▼

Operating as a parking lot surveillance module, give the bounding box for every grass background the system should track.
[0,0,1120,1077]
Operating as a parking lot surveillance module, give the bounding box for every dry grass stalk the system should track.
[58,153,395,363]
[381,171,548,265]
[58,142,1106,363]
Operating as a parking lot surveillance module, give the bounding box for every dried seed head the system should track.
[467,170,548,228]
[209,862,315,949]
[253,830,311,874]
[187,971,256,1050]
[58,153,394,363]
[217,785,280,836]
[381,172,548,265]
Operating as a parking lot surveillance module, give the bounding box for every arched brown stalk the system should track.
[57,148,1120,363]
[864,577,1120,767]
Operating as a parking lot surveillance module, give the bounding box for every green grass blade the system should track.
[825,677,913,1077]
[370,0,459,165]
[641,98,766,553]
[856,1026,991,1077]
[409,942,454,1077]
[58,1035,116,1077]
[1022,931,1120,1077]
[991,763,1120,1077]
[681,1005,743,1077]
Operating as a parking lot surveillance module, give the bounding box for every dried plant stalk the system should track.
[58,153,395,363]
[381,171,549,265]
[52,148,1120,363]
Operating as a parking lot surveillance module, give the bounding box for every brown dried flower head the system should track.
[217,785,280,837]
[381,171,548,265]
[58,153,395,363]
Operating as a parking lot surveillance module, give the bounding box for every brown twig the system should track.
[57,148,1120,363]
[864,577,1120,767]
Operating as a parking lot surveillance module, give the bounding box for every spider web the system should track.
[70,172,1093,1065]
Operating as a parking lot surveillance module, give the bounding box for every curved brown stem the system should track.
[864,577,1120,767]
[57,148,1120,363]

▲

Exercise description –
Copy out, verbatim, the records from the line containing "seed head the system should track." through the end of the records, both ends included.

Response –
Operating as a parking lot surveillance module, give the bounding box for every dried seed head the system should track.
[467,170,548,228]
[209,862,315,949]
[253,830,311,874]
[187,971,256,1050]
[58,153,394,363]
[217,785,280,836]
[381,172,548,265]
Operating as a parking lot surveillance module, give the bounding box for every arched brown stalk the system should track.
[57,148,1120,363]
[864,577,1120,767]
Operating as a parking lot surveillance module, give the bounding box for every green grass blade the system should track.
[825,677,913,1077]
[370,0,459,165]
[641,98,766,553]
[856,1026,991,1077]
[409,942,454,1077]
[58,1035,116,1077]
[1022,931,1120,1077]
[991,763,1120,1077]
[681,1005,743,1077]
Operating as a parking lot surveillance module, give the bounding box for every dried plant stalk the system should track.
[58,153,395,363]
[381,171,549,265]
[52,148,1120,363]
Operating as a parking lot surveillance module, give the bounding box for every brown dried flower head the system should track.
[217,785,280,837]
[381,171,548,265]
[58,153,395,363]
Operating as a parking lot surveillance module, give the bounding box for every brown twig the system should track.
[57,148,1120,363]
[864,577,1120,767]
Operating as a parking lot surveillance module, give the bounding box for every spider web the system should track.
[70,172,1093,1065]
Operating as a parking lot surveillance module, give the bounding box for every curved brown stem the system should track.
[864,577,1120,767]
[57,148,1120,363]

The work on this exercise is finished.